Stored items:
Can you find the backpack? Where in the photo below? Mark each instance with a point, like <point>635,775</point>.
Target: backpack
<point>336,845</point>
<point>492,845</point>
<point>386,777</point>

> _GOAL_
Please repeat all the records above exactly as they appear.

> _ANSWER_
Can you find the backpack? Where in the photo below? Mark each instance with a point, like <point>635,775</point>.
Target: backpack
<point>336,845</point>
<point>492,845</point>
<point>386,777</point>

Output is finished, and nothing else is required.